* **Your instructions**
Once the line containing "Target: rear passenger window" has been printed, stop; print every line before it exactly, starting at the top of the material below.

* **Data under study**
================================
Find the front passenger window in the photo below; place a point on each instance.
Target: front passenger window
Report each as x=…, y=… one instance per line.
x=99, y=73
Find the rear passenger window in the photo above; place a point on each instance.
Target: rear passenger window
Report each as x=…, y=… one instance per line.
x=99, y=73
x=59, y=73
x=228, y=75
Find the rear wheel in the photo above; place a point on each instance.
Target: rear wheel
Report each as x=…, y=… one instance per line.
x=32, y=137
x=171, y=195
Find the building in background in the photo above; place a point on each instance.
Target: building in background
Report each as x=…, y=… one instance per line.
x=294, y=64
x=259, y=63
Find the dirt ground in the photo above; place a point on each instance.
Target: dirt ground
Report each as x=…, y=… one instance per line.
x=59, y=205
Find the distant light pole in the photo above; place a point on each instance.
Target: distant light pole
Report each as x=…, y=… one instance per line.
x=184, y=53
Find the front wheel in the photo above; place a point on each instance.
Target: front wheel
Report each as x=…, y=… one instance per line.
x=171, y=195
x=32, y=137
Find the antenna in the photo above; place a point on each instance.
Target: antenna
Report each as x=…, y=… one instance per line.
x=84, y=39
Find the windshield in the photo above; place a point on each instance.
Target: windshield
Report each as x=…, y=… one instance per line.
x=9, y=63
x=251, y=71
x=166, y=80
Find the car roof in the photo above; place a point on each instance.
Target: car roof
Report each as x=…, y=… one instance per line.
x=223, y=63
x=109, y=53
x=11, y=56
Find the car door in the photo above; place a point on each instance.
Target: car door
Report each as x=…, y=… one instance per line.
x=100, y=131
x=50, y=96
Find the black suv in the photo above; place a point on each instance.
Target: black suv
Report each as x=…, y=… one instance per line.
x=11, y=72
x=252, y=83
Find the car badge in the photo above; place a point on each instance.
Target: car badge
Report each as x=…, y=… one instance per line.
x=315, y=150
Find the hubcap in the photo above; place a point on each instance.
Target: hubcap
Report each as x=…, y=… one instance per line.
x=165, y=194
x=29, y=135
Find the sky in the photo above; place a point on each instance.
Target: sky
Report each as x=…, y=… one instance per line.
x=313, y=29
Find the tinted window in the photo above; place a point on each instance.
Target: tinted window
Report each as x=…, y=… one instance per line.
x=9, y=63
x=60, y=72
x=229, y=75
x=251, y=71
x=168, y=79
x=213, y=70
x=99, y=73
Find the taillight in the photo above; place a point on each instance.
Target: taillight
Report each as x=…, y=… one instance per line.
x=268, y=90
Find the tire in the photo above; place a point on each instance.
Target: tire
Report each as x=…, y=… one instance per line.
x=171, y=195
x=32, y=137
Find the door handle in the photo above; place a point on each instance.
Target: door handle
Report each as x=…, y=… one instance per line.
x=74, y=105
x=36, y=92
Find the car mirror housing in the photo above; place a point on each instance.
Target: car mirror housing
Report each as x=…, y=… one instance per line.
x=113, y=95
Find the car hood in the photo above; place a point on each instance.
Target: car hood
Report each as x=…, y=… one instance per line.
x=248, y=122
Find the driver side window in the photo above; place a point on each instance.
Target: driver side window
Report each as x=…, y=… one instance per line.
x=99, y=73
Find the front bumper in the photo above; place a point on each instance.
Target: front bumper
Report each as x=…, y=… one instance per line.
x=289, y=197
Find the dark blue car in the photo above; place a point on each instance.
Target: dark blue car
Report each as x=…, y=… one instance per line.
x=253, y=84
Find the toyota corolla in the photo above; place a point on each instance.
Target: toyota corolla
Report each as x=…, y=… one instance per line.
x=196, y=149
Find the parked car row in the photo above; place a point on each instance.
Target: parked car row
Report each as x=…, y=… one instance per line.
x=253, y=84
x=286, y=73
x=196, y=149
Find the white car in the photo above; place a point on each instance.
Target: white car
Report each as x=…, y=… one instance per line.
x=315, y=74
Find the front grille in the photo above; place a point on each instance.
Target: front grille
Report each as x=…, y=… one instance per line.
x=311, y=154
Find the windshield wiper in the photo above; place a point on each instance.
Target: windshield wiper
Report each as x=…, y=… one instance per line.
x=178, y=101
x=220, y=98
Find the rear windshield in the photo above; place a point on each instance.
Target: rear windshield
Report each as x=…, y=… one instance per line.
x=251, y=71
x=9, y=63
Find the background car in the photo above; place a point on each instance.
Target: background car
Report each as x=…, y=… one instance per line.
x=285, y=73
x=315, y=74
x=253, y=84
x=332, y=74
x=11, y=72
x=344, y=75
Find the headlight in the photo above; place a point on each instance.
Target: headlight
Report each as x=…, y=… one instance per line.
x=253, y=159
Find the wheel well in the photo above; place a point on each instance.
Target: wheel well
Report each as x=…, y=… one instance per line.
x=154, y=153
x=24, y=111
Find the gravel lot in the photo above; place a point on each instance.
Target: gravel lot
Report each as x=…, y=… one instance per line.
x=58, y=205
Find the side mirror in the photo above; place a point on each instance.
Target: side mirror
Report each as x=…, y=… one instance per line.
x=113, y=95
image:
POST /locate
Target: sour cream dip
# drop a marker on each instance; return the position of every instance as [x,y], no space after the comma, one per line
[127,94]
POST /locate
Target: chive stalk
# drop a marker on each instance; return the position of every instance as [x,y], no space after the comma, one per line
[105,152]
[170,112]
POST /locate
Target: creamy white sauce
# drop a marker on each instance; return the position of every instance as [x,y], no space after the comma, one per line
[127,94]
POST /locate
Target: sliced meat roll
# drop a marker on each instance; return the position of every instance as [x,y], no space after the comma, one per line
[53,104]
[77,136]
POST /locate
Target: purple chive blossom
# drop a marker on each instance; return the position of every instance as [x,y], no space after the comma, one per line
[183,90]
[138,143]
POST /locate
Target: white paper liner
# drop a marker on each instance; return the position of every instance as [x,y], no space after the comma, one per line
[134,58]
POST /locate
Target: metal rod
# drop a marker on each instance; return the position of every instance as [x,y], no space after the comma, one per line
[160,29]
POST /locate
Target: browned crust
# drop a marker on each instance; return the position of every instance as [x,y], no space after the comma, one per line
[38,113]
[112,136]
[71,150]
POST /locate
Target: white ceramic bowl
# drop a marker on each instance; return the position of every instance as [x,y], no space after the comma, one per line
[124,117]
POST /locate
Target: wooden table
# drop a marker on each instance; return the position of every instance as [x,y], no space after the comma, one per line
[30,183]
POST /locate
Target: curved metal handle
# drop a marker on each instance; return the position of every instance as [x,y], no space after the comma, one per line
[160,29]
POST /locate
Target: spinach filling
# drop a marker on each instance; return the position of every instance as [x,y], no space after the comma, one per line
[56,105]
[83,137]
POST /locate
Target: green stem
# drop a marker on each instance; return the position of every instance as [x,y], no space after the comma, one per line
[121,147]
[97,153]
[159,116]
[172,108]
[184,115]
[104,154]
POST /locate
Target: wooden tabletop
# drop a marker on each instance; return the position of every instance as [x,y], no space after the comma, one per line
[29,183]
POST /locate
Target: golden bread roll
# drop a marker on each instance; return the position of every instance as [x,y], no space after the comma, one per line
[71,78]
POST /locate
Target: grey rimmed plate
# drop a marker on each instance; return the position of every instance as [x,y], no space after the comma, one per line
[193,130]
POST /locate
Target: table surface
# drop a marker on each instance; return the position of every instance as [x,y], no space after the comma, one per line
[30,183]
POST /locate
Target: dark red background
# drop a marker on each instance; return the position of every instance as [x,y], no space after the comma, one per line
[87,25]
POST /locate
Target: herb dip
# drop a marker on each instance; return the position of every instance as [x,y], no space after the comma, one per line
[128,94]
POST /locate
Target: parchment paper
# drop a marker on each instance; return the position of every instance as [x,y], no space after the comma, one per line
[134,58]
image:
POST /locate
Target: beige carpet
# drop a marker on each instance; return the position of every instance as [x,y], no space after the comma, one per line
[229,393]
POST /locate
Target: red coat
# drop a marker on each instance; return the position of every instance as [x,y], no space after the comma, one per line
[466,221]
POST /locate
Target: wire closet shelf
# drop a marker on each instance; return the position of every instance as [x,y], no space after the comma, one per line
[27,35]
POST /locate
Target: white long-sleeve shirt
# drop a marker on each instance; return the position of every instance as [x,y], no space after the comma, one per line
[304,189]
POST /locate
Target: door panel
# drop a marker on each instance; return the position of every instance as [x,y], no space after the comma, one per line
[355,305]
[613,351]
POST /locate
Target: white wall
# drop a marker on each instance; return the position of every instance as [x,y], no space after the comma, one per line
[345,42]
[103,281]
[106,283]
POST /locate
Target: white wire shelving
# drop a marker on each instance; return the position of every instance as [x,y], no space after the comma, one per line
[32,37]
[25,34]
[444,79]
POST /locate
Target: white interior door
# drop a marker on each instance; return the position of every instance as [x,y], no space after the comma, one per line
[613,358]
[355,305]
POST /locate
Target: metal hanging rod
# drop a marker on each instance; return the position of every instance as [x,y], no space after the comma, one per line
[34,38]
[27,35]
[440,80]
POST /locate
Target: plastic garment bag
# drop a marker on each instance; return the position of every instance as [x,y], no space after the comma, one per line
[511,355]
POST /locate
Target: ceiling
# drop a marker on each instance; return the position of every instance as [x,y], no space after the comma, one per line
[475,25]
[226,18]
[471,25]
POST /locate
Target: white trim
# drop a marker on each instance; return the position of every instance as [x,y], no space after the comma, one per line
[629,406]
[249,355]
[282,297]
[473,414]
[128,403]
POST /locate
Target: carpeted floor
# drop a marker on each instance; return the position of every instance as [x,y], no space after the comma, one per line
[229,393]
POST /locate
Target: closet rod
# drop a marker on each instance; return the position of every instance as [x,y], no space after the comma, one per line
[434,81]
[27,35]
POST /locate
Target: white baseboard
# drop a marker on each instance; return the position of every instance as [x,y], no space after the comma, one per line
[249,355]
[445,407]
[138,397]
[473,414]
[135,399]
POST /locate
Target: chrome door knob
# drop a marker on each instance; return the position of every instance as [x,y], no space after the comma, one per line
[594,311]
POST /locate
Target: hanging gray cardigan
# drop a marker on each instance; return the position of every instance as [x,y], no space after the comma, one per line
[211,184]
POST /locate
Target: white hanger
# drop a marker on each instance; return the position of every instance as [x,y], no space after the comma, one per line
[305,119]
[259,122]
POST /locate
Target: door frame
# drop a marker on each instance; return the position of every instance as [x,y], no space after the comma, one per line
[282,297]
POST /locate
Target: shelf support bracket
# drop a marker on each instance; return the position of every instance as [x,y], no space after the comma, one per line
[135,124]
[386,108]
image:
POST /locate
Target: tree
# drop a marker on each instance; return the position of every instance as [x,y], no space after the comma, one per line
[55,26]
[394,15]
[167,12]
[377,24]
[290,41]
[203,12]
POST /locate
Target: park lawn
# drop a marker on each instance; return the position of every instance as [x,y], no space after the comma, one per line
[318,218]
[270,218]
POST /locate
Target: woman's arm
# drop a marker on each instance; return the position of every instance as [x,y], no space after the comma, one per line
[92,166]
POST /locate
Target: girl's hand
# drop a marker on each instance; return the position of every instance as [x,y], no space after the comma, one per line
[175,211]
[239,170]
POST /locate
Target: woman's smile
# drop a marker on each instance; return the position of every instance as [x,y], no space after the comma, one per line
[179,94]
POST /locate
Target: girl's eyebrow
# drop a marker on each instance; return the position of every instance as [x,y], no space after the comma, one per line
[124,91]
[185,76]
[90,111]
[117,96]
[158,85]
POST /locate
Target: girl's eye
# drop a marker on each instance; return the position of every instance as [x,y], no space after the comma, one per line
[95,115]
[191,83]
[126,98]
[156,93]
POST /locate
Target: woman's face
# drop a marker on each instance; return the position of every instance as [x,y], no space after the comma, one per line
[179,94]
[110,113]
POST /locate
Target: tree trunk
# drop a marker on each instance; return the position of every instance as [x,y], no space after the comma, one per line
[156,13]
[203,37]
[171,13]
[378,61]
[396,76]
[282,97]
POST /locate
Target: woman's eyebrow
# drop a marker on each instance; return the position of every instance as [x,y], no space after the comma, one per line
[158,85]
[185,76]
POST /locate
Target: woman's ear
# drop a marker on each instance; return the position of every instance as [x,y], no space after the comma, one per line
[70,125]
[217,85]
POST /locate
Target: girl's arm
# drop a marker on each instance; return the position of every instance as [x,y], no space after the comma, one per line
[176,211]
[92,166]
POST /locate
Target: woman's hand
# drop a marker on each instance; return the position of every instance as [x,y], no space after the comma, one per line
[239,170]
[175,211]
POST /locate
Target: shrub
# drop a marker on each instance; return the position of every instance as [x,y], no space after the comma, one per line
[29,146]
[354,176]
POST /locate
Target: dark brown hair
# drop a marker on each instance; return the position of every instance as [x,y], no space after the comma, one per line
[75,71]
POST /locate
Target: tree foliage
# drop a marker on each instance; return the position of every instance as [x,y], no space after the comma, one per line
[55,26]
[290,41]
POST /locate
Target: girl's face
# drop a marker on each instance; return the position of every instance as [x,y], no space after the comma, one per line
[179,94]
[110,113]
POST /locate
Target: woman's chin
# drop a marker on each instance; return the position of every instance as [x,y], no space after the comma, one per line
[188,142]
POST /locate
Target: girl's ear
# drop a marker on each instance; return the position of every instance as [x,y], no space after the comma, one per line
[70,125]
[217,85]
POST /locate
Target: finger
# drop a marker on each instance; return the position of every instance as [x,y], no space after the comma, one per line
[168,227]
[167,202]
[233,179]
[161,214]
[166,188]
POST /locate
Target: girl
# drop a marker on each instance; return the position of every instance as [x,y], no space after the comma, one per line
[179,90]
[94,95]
================================
* **Completed exercise**
Find the front passenger window in the photo below; place a point on each instance.
Target: front passenger window
Report each as x=…, y=… one instance per line.
x=99, y=73
Find the rear passenger window in the photo above; place a point on each instance.
Target: rear passenger window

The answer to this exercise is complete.